_TASK REQUIREMENTS_
Please rewrite the lines below, replacing "building" with "structure" and leaving everything else unchanged.

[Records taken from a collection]
────────────────────

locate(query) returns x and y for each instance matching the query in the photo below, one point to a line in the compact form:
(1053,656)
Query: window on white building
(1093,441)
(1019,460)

────────────────────

_THE REPLY_
locate(query) returns x and y for each instance matching the query in the photo below, one point to a line in the compact form:
(1053,656)
Query: window on white structure
(1093,441)
(1019,460)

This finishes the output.